• **Exercise instructions**
Reproduce the following lines word for word, covering all of the material.

(Source records)

'''

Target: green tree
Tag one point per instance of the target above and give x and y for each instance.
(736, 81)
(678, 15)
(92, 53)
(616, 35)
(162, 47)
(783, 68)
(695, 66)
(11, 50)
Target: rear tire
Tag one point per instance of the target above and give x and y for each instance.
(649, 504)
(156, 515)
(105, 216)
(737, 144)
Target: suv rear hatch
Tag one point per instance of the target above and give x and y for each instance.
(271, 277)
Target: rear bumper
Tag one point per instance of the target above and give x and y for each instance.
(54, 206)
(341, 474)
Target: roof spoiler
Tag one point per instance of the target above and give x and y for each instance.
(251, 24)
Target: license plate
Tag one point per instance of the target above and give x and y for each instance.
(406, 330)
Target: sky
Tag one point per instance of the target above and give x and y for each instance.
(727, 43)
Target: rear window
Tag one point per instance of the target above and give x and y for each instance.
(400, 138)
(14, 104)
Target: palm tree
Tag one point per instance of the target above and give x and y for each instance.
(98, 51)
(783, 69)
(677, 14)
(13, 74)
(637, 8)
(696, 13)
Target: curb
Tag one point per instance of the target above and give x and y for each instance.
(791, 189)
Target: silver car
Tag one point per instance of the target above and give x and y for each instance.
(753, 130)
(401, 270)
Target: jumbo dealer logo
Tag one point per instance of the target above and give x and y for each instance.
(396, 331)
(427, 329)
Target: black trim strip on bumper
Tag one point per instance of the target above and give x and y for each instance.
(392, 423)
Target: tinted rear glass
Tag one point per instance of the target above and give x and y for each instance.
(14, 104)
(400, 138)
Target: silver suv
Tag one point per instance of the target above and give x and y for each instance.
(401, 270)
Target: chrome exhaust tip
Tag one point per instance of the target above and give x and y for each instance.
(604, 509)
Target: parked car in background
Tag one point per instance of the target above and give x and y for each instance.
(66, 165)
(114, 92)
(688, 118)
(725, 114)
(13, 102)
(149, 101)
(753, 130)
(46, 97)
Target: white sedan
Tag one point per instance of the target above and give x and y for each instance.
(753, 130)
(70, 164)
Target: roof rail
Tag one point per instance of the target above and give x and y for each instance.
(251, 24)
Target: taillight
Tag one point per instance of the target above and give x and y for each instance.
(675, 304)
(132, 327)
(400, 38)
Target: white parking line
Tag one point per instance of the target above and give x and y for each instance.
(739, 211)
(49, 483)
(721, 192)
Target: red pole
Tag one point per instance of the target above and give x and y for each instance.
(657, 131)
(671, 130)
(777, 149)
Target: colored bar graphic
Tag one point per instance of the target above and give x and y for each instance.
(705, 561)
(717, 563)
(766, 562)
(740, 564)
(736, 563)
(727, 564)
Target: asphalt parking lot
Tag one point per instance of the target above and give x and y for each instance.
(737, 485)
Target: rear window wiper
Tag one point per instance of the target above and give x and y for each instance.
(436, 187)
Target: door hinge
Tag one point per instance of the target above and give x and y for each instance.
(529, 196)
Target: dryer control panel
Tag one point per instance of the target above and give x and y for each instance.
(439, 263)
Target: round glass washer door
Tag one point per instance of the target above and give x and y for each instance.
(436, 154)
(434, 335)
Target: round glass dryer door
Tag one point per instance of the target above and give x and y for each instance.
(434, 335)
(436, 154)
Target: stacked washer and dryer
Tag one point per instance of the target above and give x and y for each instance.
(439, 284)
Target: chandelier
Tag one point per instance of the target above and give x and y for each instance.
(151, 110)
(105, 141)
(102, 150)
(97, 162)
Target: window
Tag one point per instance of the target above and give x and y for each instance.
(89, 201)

'''

• **Expected answer**
Target: green tree
Tag one point per instance of the target above and give x and y for each instance.
(736, 81)
(678, 15)
(92, 53)
(616, 35)
(162, 47)
(783, 68)
(695, 66)
(11, 50)
Target: rear tire
Tag one point per instance of the target above and give x and y for each instance.
(649, 504)
(156, 515)
(105, 216)
(737, 144)
Target: suv rear hatch
Tag one point per instance of the target above and give x and y for each instance.
(271, 277)
Target: rear bumper
Tag one point per instance of the target above and give x and y for each instance.
(54, 206)
(341, 474)
Target: roof spoiler
Tag one point per instance of the target above and give x and y for each instance.
(251, 24)
Target: license plate
Tag one point per instance of the target above and give x and y for each instance.
(406, 330)
Target: sky
Tag one point per instance of the target above and give x and y for each instance.
(727, 43)
Target: rear window
Tag one point per instance of the target above and give x and y for each instance.
(400, 138)
(14, 104)
Target: palm tree
Tag one point per instance of the target above and give x and y for each instance.
(98, 51)
(783, 69)
(677, 14)
(13, 74)
(637, 8)
(696, 13)
Target: curb
Tag one point per instance of the target above and give x and y for each instance.
(791, 189)
Target: silver car
Tag one point per instance of the target above and give x and y for each instance.
(753, 130)
(401, 270)
Target: jumbo dealer logo
Tag one point per instance of the target above and give x and y for each instance.
(396, 331)
(427, 329)
Target: black trim strip on bumper
Tag one point per instance of the target above and give x and y for each instance.
(392, 423)
Target: tinted rear glass
Tag one point per instance of the target above and give x and y for each instance.
(14, 104)
(400, 138)
Target: silver suv
Tag one point per instance of the target above and give x and y for each instance.
(401, 270)
Target: chrome exhaust tip
Tag one point per instance of the target above and give x and y for each instance.
(604, 509)
Target: parked car in background
Tag one point per instance of the target above and give x and y for each instance.
(66, 165)
(114, 92)
(688, 118)
(725, 114)
(13, 102)
(149, 101)
(753, 130)
(46, 97)
Target: white sedan
Tag one point per instance of the target above and give x and y for each instance.
(753, 130)
(70, 164)
Target: roof rail
Tag one point per instance of the target above and give x and y for each instance.
(251, 24)
Target: taillight
Tag one point per instance of the target above and give x and y for each instance.
(675, 304)
(132, 327)
(400, 38)
Target: white parking line
Tag one point per instance of the target above and give x and y for each instance.
(739, 211)
(49, 483)
(721, 192)
Target: red pole
Tag one point per instance of the target above and give x and y for each instance.
(657, 131)
(671, 130)
(777, 149)
Target: colored bar graphic
Tag one point per instance of the target above and give x and y for each instance.
(705, 561)
(717, 563)
(766, 562)
(740, 564)
(736, 563)
(727, 564)
Target: asphalt parking lot
Tag one point per instance of the target above and give x and y for each instance.
(737, 485)
Target: rear window wiper
Tag one point per instance of the target above and give x and y for each instance.
(436, 187)
Target: door hinge
Tag one point per instance of the target above and give x and y for each instance.
(529, 196)
Target: dryer control panel
Tag one point per instance of the target above and give x and y for each instance.
(439, 263)
Target: round glass washer door
Tag one point per instance of the target above and give x and y for each instance.
(436, 154)
(434, 335)
Target: round glass dryer door
Tag one point per instance of the target above and give x and y for each instance.
(434, 335)
(436, 154)
Target: stacked washer and dryer
Tag one point per instance of the target above and give x and y for each instance.
(439, 284)
Target: chandelier
Tag one point per instance of the target above and give x and y for each instance.
(151, 110)
(105, 141)
(102, 150)
(97, 162)
Target: window
Tag one point per instance of the target above and give x and y for each instance.
(89, 201)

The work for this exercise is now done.